→ DATA FOR THE TASK
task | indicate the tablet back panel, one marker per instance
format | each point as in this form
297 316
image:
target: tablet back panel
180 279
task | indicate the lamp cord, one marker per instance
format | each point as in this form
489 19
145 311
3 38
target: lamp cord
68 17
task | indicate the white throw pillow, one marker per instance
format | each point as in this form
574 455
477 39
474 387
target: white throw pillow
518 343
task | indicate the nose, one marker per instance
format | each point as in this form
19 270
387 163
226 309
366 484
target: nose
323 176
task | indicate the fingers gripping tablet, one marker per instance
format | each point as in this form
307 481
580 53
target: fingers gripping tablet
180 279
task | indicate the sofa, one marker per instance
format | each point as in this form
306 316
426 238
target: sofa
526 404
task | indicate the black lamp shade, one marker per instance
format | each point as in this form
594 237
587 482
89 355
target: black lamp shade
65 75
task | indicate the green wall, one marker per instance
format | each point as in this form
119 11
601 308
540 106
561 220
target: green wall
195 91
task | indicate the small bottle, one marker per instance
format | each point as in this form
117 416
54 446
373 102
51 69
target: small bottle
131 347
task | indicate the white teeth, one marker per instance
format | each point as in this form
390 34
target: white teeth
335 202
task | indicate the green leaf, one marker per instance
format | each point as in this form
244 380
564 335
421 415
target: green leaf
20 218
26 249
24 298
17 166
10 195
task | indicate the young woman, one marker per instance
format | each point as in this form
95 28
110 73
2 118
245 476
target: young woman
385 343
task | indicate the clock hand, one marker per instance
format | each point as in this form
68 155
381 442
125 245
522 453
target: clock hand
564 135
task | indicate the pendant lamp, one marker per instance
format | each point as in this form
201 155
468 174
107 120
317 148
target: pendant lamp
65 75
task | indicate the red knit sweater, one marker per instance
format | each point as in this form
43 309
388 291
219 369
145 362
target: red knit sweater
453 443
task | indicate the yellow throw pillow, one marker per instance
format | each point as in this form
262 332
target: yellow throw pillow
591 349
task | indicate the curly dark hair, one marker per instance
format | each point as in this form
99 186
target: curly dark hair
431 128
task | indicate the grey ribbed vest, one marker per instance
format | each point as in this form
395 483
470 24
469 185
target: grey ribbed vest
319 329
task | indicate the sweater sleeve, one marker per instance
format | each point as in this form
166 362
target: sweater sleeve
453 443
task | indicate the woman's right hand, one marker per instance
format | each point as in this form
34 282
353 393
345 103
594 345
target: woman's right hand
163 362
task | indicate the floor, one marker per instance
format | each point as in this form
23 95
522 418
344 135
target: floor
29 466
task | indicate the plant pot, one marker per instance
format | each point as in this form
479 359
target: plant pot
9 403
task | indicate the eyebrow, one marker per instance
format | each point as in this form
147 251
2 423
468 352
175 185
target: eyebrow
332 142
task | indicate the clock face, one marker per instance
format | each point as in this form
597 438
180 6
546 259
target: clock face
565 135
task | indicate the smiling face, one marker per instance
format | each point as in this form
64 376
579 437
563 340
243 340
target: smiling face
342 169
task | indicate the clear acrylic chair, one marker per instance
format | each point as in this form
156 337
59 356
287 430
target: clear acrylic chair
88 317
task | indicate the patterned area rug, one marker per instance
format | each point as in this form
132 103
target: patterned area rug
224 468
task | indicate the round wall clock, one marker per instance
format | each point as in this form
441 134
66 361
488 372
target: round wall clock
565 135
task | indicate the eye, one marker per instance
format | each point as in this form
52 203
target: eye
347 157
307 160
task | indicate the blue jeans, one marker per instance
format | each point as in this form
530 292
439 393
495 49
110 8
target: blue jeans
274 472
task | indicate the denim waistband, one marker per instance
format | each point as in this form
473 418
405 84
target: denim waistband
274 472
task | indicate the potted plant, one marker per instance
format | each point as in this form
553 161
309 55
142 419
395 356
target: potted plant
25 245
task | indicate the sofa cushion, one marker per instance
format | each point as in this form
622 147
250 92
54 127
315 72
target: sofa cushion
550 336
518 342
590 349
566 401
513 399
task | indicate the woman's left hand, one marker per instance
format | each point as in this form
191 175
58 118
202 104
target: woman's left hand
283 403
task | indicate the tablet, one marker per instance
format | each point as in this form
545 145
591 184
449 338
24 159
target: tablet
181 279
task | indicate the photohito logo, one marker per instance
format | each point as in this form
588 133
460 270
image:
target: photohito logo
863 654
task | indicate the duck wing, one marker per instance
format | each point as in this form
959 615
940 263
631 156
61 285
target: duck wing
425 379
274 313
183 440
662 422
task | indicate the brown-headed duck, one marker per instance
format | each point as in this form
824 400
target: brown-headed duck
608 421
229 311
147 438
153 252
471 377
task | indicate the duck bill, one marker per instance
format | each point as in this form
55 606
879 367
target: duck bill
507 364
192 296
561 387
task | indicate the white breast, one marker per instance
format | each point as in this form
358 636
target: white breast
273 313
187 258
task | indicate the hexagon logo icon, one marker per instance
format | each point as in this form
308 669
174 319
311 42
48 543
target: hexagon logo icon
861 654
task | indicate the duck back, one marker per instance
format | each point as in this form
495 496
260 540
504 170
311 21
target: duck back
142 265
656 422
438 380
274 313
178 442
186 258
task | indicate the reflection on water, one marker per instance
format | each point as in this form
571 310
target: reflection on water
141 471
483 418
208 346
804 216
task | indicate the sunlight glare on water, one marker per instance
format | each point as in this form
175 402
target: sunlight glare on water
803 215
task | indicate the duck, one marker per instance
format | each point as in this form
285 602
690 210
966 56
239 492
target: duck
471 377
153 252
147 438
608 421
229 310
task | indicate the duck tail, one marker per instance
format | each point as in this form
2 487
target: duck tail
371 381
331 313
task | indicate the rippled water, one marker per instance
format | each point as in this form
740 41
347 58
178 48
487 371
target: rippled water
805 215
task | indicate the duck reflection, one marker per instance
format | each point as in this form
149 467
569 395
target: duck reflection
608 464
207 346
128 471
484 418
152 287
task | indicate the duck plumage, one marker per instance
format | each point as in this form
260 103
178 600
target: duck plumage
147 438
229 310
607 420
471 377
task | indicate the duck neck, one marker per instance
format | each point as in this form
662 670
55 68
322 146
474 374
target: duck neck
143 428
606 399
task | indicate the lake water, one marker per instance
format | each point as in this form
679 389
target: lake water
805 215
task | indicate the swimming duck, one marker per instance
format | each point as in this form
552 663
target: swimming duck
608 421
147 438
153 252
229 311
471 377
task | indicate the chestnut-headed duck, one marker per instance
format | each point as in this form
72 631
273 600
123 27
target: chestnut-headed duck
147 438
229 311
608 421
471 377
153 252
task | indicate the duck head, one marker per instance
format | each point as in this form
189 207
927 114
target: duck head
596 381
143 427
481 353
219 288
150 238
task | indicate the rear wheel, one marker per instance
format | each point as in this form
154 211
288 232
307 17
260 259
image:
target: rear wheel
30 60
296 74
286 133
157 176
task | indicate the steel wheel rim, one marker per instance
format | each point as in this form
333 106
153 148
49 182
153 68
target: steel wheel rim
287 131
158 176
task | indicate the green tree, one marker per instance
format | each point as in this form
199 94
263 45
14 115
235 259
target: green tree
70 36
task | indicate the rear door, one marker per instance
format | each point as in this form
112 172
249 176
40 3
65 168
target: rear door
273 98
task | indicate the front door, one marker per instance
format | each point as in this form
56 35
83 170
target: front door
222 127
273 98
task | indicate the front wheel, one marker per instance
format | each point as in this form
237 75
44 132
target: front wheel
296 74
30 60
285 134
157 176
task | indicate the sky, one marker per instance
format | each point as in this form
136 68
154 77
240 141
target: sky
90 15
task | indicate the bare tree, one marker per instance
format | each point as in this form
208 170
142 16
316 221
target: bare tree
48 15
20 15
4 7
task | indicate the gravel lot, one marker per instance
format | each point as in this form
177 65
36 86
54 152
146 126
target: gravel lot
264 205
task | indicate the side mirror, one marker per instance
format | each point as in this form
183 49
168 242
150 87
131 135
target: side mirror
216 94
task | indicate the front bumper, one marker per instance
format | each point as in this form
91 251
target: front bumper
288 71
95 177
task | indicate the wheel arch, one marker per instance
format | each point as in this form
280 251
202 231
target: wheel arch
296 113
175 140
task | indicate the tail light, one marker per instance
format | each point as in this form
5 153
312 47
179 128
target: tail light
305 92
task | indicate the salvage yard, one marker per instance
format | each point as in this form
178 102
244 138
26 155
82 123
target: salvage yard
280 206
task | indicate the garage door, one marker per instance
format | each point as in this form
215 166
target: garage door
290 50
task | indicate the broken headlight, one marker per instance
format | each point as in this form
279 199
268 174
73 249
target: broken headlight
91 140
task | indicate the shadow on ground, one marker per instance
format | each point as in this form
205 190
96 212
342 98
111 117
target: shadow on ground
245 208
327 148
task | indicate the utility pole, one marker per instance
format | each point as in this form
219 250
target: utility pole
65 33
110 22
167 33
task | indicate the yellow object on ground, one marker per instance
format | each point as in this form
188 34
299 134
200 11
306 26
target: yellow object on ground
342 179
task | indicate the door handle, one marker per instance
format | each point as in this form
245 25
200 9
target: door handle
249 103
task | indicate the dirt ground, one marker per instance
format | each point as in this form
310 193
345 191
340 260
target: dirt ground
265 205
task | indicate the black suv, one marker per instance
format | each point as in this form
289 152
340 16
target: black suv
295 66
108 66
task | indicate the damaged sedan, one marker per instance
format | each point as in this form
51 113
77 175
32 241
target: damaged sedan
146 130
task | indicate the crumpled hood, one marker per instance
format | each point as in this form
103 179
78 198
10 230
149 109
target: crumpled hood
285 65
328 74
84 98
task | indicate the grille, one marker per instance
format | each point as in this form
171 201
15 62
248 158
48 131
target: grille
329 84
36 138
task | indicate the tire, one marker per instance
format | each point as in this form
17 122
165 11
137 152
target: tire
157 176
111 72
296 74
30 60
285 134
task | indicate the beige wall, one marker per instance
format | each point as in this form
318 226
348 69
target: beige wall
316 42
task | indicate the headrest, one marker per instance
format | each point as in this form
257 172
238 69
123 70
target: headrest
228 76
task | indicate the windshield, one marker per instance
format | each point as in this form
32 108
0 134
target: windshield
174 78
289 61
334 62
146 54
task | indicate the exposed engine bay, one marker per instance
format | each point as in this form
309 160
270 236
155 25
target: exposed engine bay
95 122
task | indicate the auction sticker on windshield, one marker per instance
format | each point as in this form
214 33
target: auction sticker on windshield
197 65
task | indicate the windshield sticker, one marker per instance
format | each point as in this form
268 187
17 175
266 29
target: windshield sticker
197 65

→ EXERCISE REQUIREMENTS
Where the line containing "task | indicate the windshield sticker, one" appears in the records above, begin copying and continue through the last line; copy each line exactly and include no others.

→ SOLUTION
task | indicate the windshield sticker, one marker per instance
format | each point as in this form
268 187
17 175
266 29
target: windshield sticker
197 65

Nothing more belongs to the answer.